TASKS TO CARRY OUT:
A: Retype the part of the pandas_cache page that starts with "This module reduces" and goes on through "objects if desired.", word for word.
B: Continue the pandas_cache page from the point where it stops.

TEXT SHOWN:
/pandas_cache

Primary LanguagePythonOtherNOASSERTION

Pandas Cache 🐼 💸

Purpose

This module reduces loading times for resource-intensive pandas operations dramatically by memoizing the results of functions that return pandas DataFrames and Series. This can reduce over-dependence on jupyter notebooks for slow data operations.

The @pd_cache decorator function wraps a function that returns a pandas object. The included @timeit decorator is optional, and provides benchmarking times for a given function (does not execcute wrapped function more than once). The del_cached() function deletes all cached objects if desired.

Installation

pip3 install pandas_cache

Note: currently only supports python3.6 or greater.

Example Usage

from pandas_cache import pd_cache, timeit
import pandas as pd

@timeit
@pd_cache
def time_consuming_dataframe_operation():
    # Make a large dictionary 
    x = {i: k for i, k in enumerate(range(2**16))}
    return pd.DataFrame([x])

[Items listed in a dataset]
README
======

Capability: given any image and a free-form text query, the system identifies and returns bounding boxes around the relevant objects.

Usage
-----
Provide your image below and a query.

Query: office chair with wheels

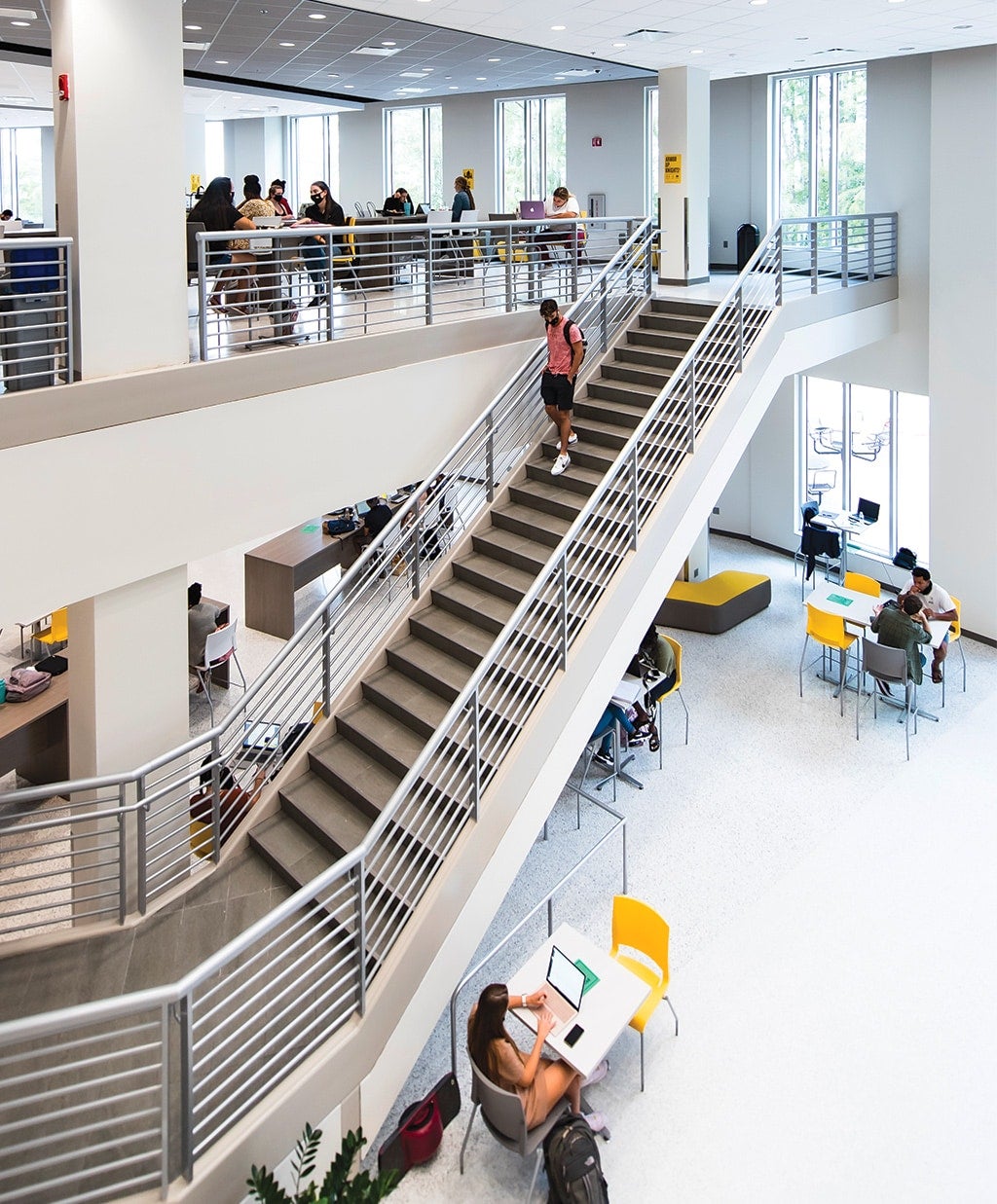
[942,594,966,707]
[609,894,678,1091]
[855,637,927,761]
[460,1058,570,1204]
[799,602,859,715]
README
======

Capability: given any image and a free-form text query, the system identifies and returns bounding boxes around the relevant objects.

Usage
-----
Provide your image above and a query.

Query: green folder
[574,957,599,998]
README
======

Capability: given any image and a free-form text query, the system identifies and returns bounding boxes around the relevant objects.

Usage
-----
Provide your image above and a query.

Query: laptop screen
[546,945,585,1011]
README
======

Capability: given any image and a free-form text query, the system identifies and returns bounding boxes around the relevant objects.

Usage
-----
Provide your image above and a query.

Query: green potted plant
[245,1124,398,1204]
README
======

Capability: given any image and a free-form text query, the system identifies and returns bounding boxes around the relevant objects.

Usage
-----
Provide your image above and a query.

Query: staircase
[249,301,713,910]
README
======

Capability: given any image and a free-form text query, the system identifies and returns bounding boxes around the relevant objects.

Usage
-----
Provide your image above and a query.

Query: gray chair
[460,1058,570,1204]
[855,637,917,761]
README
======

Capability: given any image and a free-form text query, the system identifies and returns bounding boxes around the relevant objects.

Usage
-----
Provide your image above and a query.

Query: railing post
[210,736,222,864]
[194,233,207,361]
[485,410,495,502]
[135,774,149,915]
[356,857,367,1016]
[471,686,482,823]
[173,994,194,1183]
[559,554,567,672]
[630,444,641,552]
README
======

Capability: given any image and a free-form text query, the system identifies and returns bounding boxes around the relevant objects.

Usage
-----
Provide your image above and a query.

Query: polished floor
[372,538,997,1204]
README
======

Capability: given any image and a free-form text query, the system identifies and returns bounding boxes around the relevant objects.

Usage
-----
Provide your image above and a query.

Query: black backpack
[563,318,589,367]
[543,1113,609,1204]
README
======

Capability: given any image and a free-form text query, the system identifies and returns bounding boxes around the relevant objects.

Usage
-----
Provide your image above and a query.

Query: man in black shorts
[540,298,585,477]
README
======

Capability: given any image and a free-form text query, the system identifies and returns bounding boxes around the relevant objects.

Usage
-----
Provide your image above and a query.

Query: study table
[508,924,647,1078]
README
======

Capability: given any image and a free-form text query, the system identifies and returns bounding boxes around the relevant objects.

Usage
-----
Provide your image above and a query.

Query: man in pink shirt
[540,298,585,477]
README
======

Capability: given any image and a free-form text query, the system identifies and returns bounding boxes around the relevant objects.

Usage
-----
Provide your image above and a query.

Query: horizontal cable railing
[192,213,645,360]
[0,214,896,1199]
[0,235,73,392]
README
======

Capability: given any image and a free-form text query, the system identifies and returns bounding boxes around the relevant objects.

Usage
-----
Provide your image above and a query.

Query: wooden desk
[0,673,68,785]
[244,519,357,639]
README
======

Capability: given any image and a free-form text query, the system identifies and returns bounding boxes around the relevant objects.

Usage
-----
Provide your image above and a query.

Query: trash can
[737,222,761,273]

ANSWERS TO EACH TASK:
A:
This module reduces loading times for resource-intensive pandas operations dramatically by memoizing the results of functions that return pandas DataFrames and Series. This can reduce over-dependence on jupyter notebooks for slow data operations.

The @pd_cache decorator function wraps a function that returns a pandas object. The included @timeit decorator is optional, and provides benchmarking times for a given function (does not execcute wrapped function more than once). The del_cached() function deletes all cached objects if desired.

B:
time_consuming_dataframe_operation()

Output on first run:

	 > function time_consuming_dataframe_operation time: 2.5 s
	 | wrote .pd_cache/time_consuming_dataframe_operation_ace6f4.pkl

Output on second run:

	 | read .pd_cache/time_consuming_dataframe_operation_ace6f4.pkl
	 > function time_consuming_dataframe_operation time: 6.0 ms

In this example, the 2.5 second operation has been memoized and the results are loaded in 6ms.

How It Works

At runtime, the @pd_cache decorator :

  • Takes the hash of the decorated function's plain text code
  • Pickles the pandas object returned by the decorated function
  • Saves the pickle to a new ./pd_cache/ dir and includes a slice of the hash and the name of the decorated fucntion in the filename.

Upon running a second time the decorator:

  • Hashes the function code again
  • If the file already exists in the cache folder, it is loaded.
  • If the code in the function has changed in any way, the decorator deletes the original pickle file and replaces it with the new output.

Caveats

  • Only works with functions that return pandas objects with the .to_pickle() method.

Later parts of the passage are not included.